Text on screen: PIMCO Educational Presentation: "Behavioral Guidance During Market Volatility" with host John Nersesian (15 minutes)
Hi, I’m John Nersesian, Head of Advisor Education at PIMCO. Thanks for spending some time with us to review some really important concepts around behavioral guidance during market volatility.
I recognize that as financial advisors, you have many different challenges before you, providing investment guidance, doing advanced financial planning, helping your clients set realistic goals and managing expectations. There’s another important role, though, within the function of a financial advisor, and that is providing the kind of guidance needed to manage emotions and to help our clients make better decisions in an attempt to achieve better outcomes.
For those of you who are less familiar with the concept of behavioral finance, its roots go back many years. Conventional finance, the subject that we studied many years ago at university, suggests that individuals evaluate their options and they optimize their decisions to achieve the best outcomes.
But in the real world, decisions are often not made that way. Investors don’t often process information correctly. They infer incorrect probabilities and make mistakes regarding the assumptions of future rates of return. These behavioral biases often have a significant impact on both the decisions we make and the outcomes that we eventually achieve. Let’s take a closer look at the cost of these bad behaviors.
Chart: The bar chart breaks down the cost of investor behavior on returns: 20-years average index (S&P 500, 5.6%) and average equity fund investor (3.9%), with a behavior gap of 1.1%.
Studies done suggest that the investor return is often very different from the investments in which they choose. Investment results are often dependent on investor behaviors, not only which assets they choose but when they choose to invest and their decisions along the way to either add capital or to remove it. You’ll notice the numbers on our slide. A 5.6% rate of return, very competitive for the index itself. The average investor, unfortunately, earned a substantially lower rate of return, 3.9%. Now, we’ll examine some of the causes behind these poor decisions in a moment, but before we do, let’s put some numbers behind these behavioral differences to really understand their impact.

Records of labeled points:
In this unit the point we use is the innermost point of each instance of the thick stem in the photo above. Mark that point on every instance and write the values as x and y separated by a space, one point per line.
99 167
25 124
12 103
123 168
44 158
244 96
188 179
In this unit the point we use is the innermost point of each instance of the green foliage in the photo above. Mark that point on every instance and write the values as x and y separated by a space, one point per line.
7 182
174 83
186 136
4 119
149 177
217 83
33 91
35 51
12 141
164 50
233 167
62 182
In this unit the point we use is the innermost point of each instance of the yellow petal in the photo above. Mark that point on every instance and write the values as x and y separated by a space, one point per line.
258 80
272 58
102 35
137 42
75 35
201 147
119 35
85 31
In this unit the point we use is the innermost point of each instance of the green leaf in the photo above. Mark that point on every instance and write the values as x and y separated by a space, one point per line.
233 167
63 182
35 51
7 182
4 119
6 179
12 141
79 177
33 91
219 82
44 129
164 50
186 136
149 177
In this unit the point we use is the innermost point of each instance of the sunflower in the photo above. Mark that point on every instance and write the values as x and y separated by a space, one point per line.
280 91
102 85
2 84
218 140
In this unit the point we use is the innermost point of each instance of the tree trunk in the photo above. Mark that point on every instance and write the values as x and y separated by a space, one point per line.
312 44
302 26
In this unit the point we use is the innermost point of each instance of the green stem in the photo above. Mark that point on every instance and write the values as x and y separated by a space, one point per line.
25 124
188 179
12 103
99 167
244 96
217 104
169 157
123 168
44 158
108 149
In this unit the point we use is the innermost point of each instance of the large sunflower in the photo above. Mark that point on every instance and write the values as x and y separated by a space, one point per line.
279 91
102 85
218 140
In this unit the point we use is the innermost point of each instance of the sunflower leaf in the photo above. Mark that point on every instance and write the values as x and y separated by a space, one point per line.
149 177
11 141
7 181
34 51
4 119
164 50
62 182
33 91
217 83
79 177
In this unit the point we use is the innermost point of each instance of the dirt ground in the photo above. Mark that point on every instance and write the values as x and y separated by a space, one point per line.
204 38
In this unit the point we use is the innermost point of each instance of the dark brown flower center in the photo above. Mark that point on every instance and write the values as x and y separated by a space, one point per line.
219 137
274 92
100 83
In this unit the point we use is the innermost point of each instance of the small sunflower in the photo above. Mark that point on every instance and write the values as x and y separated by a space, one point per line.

▶ WORK TO COMPLETE
A. In the presentation on behavioral guidance during market volatility, what position does John Nersesian hold at PIMCO?
B. Write the next part of the behavioral finance presentation, starting after its last sentence.
This data comes from a separate source, unrelated to the presentation text.

▶ RESULTS FOR THE EXERCISE
A. He is Head of Advisor Education at PIMCO.

B.
The cost of these bad behaviors can be meaningful, and our hypothetical example, we assume an investor adds $19,500 per year. That’s the maximum 401k contribution in 2020. We’re going to assume that that investor makes regular contributions to their plan for a 40-year time horizon.
Chart: The double line chart depicts the hypothetical portfolio difference between annual returns of 3.9% (average equity investor) versus 5.6% (the S&P 500): $920,848.
So, what if the investor earned the return of the actual market itself? The market return, the investment result was $2.7 million. The investor’s return, using the example from the slide before, was only $1.8 million. The difference in terminal value due to poor decision making, bad behaviors, was $920,000 or a 51% increase.
What are some of the biases that we find investors are often guilty of? We’ve identified three. Three among many that we’ll be addressing today. Loss aversion, recency bias, and anchoring.
Let’s start first with loss aversion. It’s suggested that loss aversion is maybe the most powerful of the biases that we face. It’s premised around the idea that the pain of losses is twice as great as the pleasure earned in gains. This often prevents us from unloading an unprofitable position.
A security that is down in value from our original investment, because we choose not to accept defeat, and we want to avoid the emotional pain that accompanies a financial loss. It also causes investors to take additional risk in an attempt to avoid pain from losses.
Sometimes we double down on an unprofitable position hoping that an eventual rebound will eliminate or reduce the probability of a loss. Here are some examples of loss aversion.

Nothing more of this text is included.